Article
....
ORDERED PUBLISHED: July 31, 1998; 10:00 a.m.
NO.
96-CA-2920-MR
LAURA L. WARREN
APPELLANT
APPEAL FROM McCRACKEN CIRCUIT COURT
HONORABLE RON DANIELS, JUDGE
ACTION NO. 95-CR-00023
v.
COMMONWEALTH OF KENTUCKY
APPELLEE
OPINION
AFFIRMING
* * * * * * * * * * * *
BEFORE:
BUCKINGHAM, GARDNER and KNOX, JUDGES.
KNOX, JUDGE.
Laura Warren appeals from an order of the McCracken
Circuit Court entered on October 16, 1996, revoking her
conditional discharge on a misdemeanor offense and sentencing her
to serve twelve (12) months in the county jail consecutive to a
sentence for a felony offense.
We affirm.
On January 31, 1995, the McCracken County Grand Jury
indicted Warren in Case No. 95-CR-23 on one felony count of
Second-Degree Trafficking in a Schedule III Controlled Substance,
First Offense, Kentucky Revised Statute (KRS) 218A.1413.
....
Provided material
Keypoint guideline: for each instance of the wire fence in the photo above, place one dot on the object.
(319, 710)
....
To be done
1 > Answer these questions about the court opinion on Laura Warren's appeal:
(a) Which court is the appeal from?
(b) Which judge wrote the opinion?
(c) On what date did the McCracken County Grand Jury indict Warren?
2 > Return the passage of the Warren appeal opinion starting with "Laura Warren appeals" and going on through "Statute (KRS) 218A.1413.", copied word for word.
3 > Write the next part of the court opinion on Laura Warren's appeal, starting right after its final sentence.

Answers for the tasks
1 >
(a) The McCracken Circuit Court.
(b) Judge Knox.
(c) January 31, 1995.

2 >
Laura Warren appeals from an order of the McCracken
Circuit Court entered on October 16, 1996, revoking her
conditional discharge on a misdemeanor offense and sentencing her
to serve twelve (12) months in the county jail consecutive to a
sentence for a felony offense.
We affirm.
On January 31, 1995, the McCracken County Grand Jury
indicted Warren in Case No. 95-CR-23 on one felony count of
Second-Degree Trafficking in a Schedule III Controlled Substance,
First Offense, Kentucky Revised Statute (KRS) 218A.1413.

3 >
On July
14, 1995, Warren entered a guilty plea to an amended misdemeanor
offense of Second-Degree Possession of a Controlled Substance,
KRS 218A.1416, pursuant to a plea agreement with the
Commonwealth, in which the Commonwealth agreed to recommend a
sentence of twelve (12) months, and further agreed to take no
position on probation.
On September 1, 1995, the circuit court
sentenced Warren to twelve (12) months, but it suspended service
of the sentence and placed her on conditional discharge for a
period of two years.
The requirements of the conditional
discharge included refraining from committing another offense and
avoiding injurious or vicious habits.
On January 23, 1996, the McCracken County Grand Jury
indicted Warren in Case No. 96-CR-28 on one felony count of Theft
by Unlawful Taking over $300.00 (KRS 514.030), one misdemeanor
count of Possession of Marijuana (KRS 218A.1422), and one
misdemeanor count of Possession of Drug Paraphernalia (KRS
218A.500(2)).
On June 28, 1996, Warren entered a guilty plea to
each of the three counts pursuant to a plea agreement with the
Commonwealth, but the trial court postponed sentencing.
On July
26, 1996, Warren appeared in court wherein the trial judge orally
sentenced Warren to serve two years on the felony offense and
twelve (12) months on each of the two misdemeanor offenses, all
to run concurrently for a total sentence of two years in prison.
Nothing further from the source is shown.